Görev 1 —
Vakıf kanun teklifi üzerine yapılan Meclis konuşmasına göre Dışişlerini Güçlendirme Vakfı Kanunu Teklifi'ni hangi komisyon görüşmedi?
Görev 2 —
Dışişleri Teşkilatını Güçlendirme Vakfı Kanunu Teklifi hakkındaki Meclis konuşmasını, son cümlenin ardından aynı konuşmacının ağzından ve aynı üslupla bir paragraf daha yazarak devam ettirin.

Metin alıntısı —
Konu: | Dışişleri Teşkilatını Güçlendirme Vakfı Kanunu Teklifi münasebetiyle |
Yasama Yılı: | 2 |
Birleşim: | 88 |
Tarih: | 29.05.2024 |
İYİ PARTİ GRUBU ADINA MEHMET MUSTAFA GÜRBAN (Gaziantep) - Sayın Başkan, değerli milletvekilleri; görüşülmekte olan kanunun ikinci bölümü üzerine konuşma yapmak üzere parti grubum adına söz almış bulunuyorum.
Sayın hazırun, insanlık Gazze'de ölüyor, insanlığın üzerine her gün bombalar yağdırılıyor. Gazze'de hastaneler bombalanıyor, okullar bombalanıyor, mazlum ve masum insanlar uluslararası hukuka aykırı olarak vahşice katlediliyor. Çocuklar öldürülüyor, kadınlar öldürülüyor. Bu vahşet yetmezmiş gibi bombalardan kaçan sivillerin çadır kampları hedef alınıyor. Saatte yaklaşık 7-8 çocuk öldürülüyor.
Sayın milletvekilleri, çocuklar uyurken sessiz olunur, bombalanırken değil.
Değerli milletvekilleri, gerek hazırlanışı gerekse içeriği açısından klasikleşen bir AK PARTİ kanununu görüşüyoruz. Dışişlerini Güçlendirme Vakfı Kanunu Teklifi'nde Dışişleri Komisyonu teklifi görüşmedi. Öyle bir noktaya geldi ki Parlamentonun, parti gruplarının ne düşündüğünün hiçbir önemi yok "Nasıl olsa çoğunluk bizde, kanun her türlü kabul edilecek." mantığıyla hazırlanan, içerisinde çok ciddi tahribatlar oluşturabilecek maddelerin olduğu, her zamanki gibi tanımlamaların kısıtlayıcı değil, son derece geniş bırakıldığı bir kanun. İktidar partisi mensubu kanun teklifi veren milletvekillerimize sormak istiyorum: Kanun teklifini sizler mi yoksa Cumhurbaşkanlığında çalışan bürokratlar mı hazırlıyor? Bakanlık bürokratlarının kanun hazırlanırken görüşü alındı mı? Bürokratlar hazırlık aşamasında katkı sundu mu? Plan ve Bütçe Komisyonunda edindiğim izlenim kanun tekliflerine çok hâkim olmadığınız yönünde, bu tespitim sadece görüştüğümüz kanun için değil genel olarak böyle.

Sağlanan kayıtlar —
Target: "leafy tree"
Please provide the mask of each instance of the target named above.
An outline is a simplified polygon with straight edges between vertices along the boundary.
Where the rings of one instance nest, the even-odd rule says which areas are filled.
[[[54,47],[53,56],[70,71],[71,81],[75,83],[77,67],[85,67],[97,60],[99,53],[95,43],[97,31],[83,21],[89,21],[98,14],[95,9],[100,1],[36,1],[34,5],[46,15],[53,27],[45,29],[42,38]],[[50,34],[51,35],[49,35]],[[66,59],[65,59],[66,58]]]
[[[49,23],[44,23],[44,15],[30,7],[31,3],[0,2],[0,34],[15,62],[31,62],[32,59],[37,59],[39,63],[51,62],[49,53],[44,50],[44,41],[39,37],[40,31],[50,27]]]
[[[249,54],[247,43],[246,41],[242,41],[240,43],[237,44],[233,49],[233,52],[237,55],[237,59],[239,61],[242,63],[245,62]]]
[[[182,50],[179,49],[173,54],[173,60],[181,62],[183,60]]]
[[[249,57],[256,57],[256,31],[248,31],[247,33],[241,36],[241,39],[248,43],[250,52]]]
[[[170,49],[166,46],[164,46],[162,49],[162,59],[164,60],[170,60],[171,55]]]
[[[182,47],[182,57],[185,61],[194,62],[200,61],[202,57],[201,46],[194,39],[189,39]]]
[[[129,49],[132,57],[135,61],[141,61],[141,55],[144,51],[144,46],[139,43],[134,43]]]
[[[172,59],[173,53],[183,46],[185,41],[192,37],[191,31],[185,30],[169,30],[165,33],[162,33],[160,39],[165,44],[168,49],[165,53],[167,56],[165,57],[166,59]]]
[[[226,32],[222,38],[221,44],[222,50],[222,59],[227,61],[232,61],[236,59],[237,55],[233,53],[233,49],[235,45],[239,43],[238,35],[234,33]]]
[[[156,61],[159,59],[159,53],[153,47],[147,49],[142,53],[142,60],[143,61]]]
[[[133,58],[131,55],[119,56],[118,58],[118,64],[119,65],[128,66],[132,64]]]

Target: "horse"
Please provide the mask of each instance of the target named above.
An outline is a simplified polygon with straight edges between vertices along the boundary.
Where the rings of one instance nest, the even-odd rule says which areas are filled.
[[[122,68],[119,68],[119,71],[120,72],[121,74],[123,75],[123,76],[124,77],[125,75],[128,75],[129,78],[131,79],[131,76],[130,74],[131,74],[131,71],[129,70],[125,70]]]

Alıştırma cevabı 1 —
Dışişleri Komisyonu.

Alıştırma cevabı 2 —
Kanun teklifinde Vakfın amaçları belirtilmiş, bu amaçlar için zaten Dışişleri Bakanlığına bütçe veriliyor, tekraren aynı amaç için vakıf kurulmasının ne manası var? Fakat Türkiye Maarif Vakfı gibi emsallerine baktığımızda iktidar için ne kadar anlamlı olduğu ortaya çıkıyor. Bu tarz vakıflara bütçeden çok ciddi kaynak aktarılmasına rağmen bu paraların nereye harcandığı konusu muammadır. Yunus Emre Vakfı, Türkiye Maarif Vakfı, görüşülmekte olan Dışişleri Teşkilatını Güçlendirme Vakfı gibi kuruluşlar iktidarın paravan şirketlerine dönüştürülmektedir. İktidar, 2004 yılında çıkarılan 5072 sayılı Kanun'la bir nevi kamu kurum ve kuruluşlarına bağlı dernek ve vakıfların etkinliğini ortadan kaldırmak istemişti, sonrasındaysa ne hikmetse iktidar ve vakıf arasındaki bağ birdenbire güçlendi. Hani olmaz da acaba vakıflara atanan eş, dost, akraba ve nereye gittiği belli olmayan paralar mı bu bağları güçlendirdi? Vakıflar iktidarın paravan şirketlerine dönüştürülüyor dememdeki sebep şu: Vakıfların iktidar tarafından bir istihdam yeri olarak görülmesi, nereye harcandığı belli olmayan paralar ve getirilen vergi muafiyetleri.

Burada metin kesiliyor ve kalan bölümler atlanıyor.